## QUOTED PASSAGE

R = [\begin{matrix} r_{11} & r_{12} & r_{13} \\ r_{21} & r_{22} & r_{23} \\ r_{31} & r_{32} & r_{33} \end{matrix}] = [\begin{matrix} \cos α \cos β & \cos α \sin β \sin γ - \sin α \cos γ & \cos α \sin β \cos γ + \sin α \sin γ \\ \sin α \cos β & \sin α \sin β \sin γ + \cos α \cos γ & \sin α \sin β \cos γ - \cos α \sin γ \\ - \sin β & \cos β \sin γ & \cos β \cos γ \end{matrix}]

(5)

In formula (4), T describes a new position of the ship model in world space relative to model space, where t_x is the X-axis orientation in the new space, t_y is the Y-axis orientation in the new space, and t_z is the Z-axis orientation in the new space. The matrix R is the sum of the effects of rotation around the three axes, respectively, chaining three transformations together by multiplying the matrices one after the other. For the R matrix, only the yaw angle of the ship’s rotation needs to be determined; the pitch angle and roll angle are both zero.

For each ship model to be projected onto the inshore image, it was necessary to select three points (x_p, y_p, x_o, y_o, x_t, y_t) on the image manually to determine the projection position and the angle of the ship model. x_p and y_p determine the position of the ship’s projection, and x_o, y_o, x_t, and y_t determine the angle of the yaw β. The rotation angle of the yaw β is determined from the point of origin (x_o, y_o) and the point of termination (x_t, y_t). Thus, the transformation relation is shown in formula (6).

[\begin{matrix} X_{c} \\ Y_{c} \\ Z_{c} \\ 1 \end{matrix}] = = [\begin{matrix} \cos β & 0 & \sin β & x_{p} \\ 0 & 1 & 0 & y_{p} \\ - \sin β & 0 & \cos β & a \\ 0 & 0 & 0 & 1 \end{matrix}] [\begin{matrix} X_{M} \\ Y_{M} \\ Z_{M} \\ 1 \end{matrix}] β = \arctan \frac{(y_{t} - y_{o})}{(x_{t} - x_{o})}

(6)

## LIST OF TASKS
1 – Translate this sentence from the passage on projecting ship models into Spanish: "For the R matrix, only the yaw angle of the ship’s rotation needs to be determined; the pitch angle and roll angle are both zero."
2 – Write the next part of the passage on projecting ship models, picking up right after formula (6).

Data items

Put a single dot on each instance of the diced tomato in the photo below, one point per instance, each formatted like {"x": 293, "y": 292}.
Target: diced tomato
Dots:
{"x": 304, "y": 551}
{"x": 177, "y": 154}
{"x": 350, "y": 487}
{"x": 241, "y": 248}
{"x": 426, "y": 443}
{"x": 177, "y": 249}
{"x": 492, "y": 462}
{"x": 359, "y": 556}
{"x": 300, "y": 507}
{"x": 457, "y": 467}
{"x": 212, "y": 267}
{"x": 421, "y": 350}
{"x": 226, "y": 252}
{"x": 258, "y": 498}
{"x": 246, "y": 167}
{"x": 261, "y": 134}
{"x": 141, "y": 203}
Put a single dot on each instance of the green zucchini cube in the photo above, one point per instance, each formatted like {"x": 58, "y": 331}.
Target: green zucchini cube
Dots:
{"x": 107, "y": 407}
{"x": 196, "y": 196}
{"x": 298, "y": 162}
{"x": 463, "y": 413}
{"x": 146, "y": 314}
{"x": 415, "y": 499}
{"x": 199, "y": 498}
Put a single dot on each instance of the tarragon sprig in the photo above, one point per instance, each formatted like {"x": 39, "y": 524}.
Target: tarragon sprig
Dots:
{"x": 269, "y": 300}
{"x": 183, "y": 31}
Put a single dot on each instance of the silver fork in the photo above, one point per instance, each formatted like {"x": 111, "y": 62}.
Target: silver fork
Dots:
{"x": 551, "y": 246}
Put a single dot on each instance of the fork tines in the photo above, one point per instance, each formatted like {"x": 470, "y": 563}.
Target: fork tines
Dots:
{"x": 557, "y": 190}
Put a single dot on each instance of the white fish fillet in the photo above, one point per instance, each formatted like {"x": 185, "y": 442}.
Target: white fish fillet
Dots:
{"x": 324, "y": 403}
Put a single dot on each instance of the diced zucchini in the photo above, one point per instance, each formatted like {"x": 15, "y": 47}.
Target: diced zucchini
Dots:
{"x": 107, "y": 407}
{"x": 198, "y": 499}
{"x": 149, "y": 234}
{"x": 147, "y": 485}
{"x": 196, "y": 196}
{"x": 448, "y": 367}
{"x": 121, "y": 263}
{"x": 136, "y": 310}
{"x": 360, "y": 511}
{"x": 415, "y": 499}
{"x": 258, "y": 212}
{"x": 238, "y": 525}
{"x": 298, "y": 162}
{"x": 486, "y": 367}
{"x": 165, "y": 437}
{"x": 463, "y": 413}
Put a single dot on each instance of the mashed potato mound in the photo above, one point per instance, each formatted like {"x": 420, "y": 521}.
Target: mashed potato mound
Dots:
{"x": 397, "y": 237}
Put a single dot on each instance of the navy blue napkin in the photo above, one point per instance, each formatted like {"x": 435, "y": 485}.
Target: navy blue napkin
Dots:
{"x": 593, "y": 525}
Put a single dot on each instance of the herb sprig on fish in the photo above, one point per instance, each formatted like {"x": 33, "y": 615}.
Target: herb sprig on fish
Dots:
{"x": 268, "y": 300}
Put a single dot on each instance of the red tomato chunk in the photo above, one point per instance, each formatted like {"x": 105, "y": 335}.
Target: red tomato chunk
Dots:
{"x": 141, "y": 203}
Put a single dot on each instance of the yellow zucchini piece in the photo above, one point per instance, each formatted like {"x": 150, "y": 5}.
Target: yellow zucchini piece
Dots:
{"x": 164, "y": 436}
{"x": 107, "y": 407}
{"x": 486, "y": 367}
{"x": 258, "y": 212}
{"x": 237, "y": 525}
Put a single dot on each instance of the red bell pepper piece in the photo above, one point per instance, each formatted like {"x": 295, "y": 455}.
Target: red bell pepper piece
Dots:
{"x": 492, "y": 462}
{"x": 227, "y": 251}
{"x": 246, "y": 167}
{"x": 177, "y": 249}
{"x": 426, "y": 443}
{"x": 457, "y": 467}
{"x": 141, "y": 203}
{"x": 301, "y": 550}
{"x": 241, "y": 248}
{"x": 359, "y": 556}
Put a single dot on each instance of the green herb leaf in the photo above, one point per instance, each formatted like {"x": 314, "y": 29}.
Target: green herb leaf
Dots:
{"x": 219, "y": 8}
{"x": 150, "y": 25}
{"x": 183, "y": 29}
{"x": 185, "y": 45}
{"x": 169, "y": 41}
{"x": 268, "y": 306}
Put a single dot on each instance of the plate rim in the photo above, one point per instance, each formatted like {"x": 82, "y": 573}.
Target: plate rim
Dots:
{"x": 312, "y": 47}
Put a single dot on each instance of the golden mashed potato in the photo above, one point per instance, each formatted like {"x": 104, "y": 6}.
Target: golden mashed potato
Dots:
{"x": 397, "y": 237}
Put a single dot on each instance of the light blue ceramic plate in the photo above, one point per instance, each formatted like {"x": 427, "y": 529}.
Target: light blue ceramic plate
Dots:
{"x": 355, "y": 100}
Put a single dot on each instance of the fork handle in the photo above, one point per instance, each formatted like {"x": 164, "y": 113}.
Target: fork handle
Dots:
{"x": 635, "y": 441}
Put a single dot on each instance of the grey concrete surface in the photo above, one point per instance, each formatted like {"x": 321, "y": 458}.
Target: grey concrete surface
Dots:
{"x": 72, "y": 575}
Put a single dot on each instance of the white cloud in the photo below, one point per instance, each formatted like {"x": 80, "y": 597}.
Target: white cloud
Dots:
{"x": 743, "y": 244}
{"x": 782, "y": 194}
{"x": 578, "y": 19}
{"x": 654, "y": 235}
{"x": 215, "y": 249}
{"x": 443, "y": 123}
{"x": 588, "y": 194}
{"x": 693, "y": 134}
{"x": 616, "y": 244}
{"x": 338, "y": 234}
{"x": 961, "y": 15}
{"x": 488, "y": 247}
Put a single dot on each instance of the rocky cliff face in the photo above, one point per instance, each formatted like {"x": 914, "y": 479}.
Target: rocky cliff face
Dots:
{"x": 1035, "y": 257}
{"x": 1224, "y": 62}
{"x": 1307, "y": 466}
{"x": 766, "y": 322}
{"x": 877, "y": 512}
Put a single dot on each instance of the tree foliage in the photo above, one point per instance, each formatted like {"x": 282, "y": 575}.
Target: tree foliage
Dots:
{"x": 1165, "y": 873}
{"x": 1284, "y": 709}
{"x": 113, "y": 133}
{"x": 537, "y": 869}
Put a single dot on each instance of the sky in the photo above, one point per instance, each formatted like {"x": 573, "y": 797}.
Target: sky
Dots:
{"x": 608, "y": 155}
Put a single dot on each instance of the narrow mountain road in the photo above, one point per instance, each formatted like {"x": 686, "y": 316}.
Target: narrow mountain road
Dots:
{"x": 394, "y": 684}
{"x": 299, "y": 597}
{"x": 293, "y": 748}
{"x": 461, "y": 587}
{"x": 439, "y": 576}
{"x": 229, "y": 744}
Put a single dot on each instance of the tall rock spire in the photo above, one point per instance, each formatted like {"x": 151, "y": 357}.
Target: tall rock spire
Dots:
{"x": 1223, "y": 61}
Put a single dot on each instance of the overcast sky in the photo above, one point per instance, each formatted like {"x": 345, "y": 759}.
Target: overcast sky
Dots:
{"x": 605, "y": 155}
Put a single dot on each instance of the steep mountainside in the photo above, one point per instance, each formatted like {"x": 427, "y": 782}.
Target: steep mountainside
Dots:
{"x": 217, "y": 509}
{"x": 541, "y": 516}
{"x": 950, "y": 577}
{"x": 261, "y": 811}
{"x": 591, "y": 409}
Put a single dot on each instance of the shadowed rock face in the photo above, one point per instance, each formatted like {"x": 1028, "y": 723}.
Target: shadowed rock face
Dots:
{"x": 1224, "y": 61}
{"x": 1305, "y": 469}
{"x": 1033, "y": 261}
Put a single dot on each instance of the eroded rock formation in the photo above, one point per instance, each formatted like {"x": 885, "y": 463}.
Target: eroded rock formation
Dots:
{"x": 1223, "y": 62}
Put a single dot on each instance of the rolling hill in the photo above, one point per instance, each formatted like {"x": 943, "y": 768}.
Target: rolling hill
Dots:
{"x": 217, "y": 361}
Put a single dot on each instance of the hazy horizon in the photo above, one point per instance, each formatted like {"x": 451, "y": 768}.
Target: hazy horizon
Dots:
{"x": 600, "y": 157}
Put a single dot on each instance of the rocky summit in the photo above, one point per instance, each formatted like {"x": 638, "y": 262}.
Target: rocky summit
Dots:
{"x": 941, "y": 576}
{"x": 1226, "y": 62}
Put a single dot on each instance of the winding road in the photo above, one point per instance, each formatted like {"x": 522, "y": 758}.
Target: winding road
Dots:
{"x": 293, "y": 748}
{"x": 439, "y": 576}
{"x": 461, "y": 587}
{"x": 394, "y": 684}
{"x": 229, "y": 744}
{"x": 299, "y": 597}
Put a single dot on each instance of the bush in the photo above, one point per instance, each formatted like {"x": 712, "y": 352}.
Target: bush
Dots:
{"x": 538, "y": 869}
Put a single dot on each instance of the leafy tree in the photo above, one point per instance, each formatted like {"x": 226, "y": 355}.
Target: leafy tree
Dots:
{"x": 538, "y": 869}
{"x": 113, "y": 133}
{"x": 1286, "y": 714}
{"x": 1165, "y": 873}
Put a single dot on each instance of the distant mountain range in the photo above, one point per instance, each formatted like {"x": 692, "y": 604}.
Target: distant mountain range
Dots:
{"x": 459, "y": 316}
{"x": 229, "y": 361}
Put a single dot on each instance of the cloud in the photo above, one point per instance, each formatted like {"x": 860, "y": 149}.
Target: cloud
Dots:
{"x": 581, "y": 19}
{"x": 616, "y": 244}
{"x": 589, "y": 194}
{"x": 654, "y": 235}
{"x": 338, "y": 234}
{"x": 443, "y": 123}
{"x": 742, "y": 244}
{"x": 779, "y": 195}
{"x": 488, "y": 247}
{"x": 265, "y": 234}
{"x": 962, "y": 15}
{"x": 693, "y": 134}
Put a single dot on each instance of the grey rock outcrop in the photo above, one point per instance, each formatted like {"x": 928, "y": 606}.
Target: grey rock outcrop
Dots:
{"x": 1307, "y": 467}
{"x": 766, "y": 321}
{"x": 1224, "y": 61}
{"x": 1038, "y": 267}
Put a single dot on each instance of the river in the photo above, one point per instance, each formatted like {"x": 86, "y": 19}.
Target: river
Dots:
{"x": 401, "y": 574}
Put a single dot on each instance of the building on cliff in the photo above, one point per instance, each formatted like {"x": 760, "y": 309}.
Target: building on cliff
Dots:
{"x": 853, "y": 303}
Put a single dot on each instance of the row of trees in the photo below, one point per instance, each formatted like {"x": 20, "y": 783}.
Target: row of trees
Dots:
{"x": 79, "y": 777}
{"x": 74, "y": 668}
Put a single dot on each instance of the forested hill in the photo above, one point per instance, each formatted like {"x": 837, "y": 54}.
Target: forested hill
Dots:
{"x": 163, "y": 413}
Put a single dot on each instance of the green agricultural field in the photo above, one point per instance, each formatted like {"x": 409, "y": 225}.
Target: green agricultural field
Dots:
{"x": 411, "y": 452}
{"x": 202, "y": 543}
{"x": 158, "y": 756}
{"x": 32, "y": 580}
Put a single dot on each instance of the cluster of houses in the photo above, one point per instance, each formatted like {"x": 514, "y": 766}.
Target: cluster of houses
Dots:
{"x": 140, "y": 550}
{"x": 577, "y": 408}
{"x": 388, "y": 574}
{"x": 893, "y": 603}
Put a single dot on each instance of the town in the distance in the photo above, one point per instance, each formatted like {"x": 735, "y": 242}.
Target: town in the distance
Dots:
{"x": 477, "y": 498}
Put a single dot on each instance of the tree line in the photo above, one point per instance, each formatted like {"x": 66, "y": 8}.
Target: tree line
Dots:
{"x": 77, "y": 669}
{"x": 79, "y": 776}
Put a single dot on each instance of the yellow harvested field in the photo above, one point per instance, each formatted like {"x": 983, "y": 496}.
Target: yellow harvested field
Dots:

## PER-TASK ANSWERS
1 – Para la matriz R, solo es necesario determinar el ángulo de guiñada de la rotación del barco; los ángulos de cabeceo y de balanceo son ambos cero.

2 –
In formula (6), the value a is a certain value that represents that the ship model is placed at a certain height above the image. An orthographic projection was used to project the model onto the image to generate simulated images. The schematic diagram of the generation of simulation images is shown in Figure 4a, and Figure 4b shows a generated simulation image.

As shown in Figure 4, the point

p^{'}

(X_{C}, Y_{C}, Z_{C})

of the ship model in world space is translated to the point

p^{″} (u, v)

of projection on the inshore image; the transformation relation is shown in formula (7).

(\begin{matrix} u \\ v \\ 1 \end{matrix}) = [\begin{matrix} 1 & 0 & 0 & 0 \\ 0 & 1 & 0 & 0 \\ 0 & 0 & \frac{1}{Z_{c}} & 0 \end{matrix}] (\begin{matrix} X_{c} \\ Y_{c} \\ Z_{c} \\ 1 \end{matrix})

(7)

In order to determine the projection positions of the ship models and generate the simulation images, the inshore images were segmented into sea and land area images, as shown in Figure 4a. In the sea area, the projection position of the ship model along the coast was usually chosen to simulate real ships docking along the coast. The generated simulation image is shown in Figure 5b, in which the simulated ships are located in a specific region.

When the location and angle of the projections were obtained in the previous step, the bounding boxes of projections were also obtained. Each projection location was annotated by quadrilateral bounding boxes. Each bounding box was denoted as "m1, n1, m2, n2, m3, n3, m4, n4", where mi and ni denote the positions of the oriented bounding boxes’ vertices in the image. Thus, we can obtain the annotation of projections directly. Figure 6 shows the images in which simulated ships with bounding boxes are located.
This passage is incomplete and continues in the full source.